======== Trecho da página
Acontece que a “extensão de contato”, como diz um amigo, cresceu consideravelmente no confinamento. E isso naturalmente gera novos e imponderáveis conflitos. O trabalho fora de casa em geral alivia as tensões domésticas do casal. Os programas separados de um e de outro tendem, de igual modo, a amenizar o inevitável desgaste do convívio entre quatro paredes.

Mas e quando os escapes desaparecem todos, de uma hora pra outra? Daí pipocam outros entraves, o que aliado a insegurança decorrente de uma situação tão dramática pode levar a certas complicações. Nada como os problemas de sempre para um casal. Frente a conflitos recorrentes criamos soluções recorrentes, o que dá alguma margem de “imunidade” ou de sobrevida ao relacionamento. Mas se há um negócio que envenena o confortável acordo matrimonial (ainda que seja um acordo cheio de pontas soltas), são os novos problemas. Isso explica a razão pela qual os pares evitam a simples admissão de que algo não-familiar está se infiltrando e perturbando a familiaridade em que empenham tanto esforço e tempo para construir.
================
======== Conjunto de registros
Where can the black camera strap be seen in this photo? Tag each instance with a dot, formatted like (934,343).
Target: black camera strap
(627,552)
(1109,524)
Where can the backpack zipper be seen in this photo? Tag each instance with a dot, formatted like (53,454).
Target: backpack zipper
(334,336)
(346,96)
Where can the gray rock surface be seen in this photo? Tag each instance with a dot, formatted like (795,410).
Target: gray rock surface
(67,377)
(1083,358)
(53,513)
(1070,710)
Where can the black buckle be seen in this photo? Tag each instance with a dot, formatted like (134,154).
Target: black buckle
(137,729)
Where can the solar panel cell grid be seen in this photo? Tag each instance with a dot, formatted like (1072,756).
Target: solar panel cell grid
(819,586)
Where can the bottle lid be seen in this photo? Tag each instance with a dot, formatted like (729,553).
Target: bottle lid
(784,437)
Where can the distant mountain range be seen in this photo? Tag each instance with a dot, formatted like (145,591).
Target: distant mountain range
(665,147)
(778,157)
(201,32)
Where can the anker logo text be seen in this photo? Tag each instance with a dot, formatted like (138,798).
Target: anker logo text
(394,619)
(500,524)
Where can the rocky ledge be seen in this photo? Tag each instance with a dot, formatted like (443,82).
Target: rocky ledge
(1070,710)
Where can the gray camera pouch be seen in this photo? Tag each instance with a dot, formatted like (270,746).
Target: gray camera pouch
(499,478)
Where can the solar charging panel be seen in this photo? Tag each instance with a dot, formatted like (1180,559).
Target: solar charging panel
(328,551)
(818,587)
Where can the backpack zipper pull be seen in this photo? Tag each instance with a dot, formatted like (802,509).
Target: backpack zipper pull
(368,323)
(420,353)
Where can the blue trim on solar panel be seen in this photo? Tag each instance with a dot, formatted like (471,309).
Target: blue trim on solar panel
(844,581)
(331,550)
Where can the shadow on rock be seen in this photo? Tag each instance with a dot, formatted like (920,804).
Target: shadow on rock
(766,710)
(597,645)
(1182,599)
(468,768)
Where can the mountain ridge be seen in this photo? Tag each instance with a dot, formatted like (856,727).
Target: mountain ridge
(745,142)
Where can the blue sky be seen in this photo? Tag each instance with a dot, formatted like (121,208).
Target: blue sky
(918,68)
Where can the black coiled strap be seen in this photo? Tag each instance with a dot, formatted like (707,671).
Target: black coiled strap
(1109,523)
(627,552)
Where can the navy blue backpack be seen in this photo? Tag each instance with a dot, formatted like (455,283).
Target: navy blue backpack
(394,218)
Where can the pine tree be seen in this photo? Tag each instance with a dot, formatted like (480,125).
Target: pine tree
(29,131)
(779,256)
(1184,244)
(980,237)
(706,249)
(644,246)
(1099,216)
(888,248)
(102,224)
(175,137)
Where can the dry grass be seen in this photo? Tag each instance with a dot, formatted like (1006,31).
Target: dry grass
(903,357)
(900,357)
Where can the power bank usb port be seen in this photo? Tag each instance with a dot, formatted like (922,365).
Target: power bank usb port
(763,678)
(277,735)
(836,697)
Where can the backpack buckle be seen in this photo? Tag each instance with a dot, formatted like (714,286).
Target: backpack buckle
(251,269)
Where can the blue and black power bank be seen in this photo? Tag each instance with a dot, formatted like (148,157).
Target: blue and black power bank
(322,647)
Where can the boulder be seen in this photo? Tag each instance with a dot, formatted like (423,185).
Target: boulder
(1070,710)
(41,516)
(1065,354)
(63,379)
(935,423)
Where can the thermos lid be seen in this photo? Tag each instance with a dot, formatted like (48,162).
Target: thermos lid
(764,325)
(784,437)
================
● **Detalhes da tarefa**
Responda às perguntas abaixo com base no trecho da página.
(a) O que cresceu consideravelmente no confinamento?
(b) O que, em geral, alivia as tensões domésticas do casal?
(c) O que criamos frente a conflitos recorrentes?

● **Resolução**
(a) A “extensão de contato”.
(b) O trabalho fora de casa.
(c) Soluções recorrentes.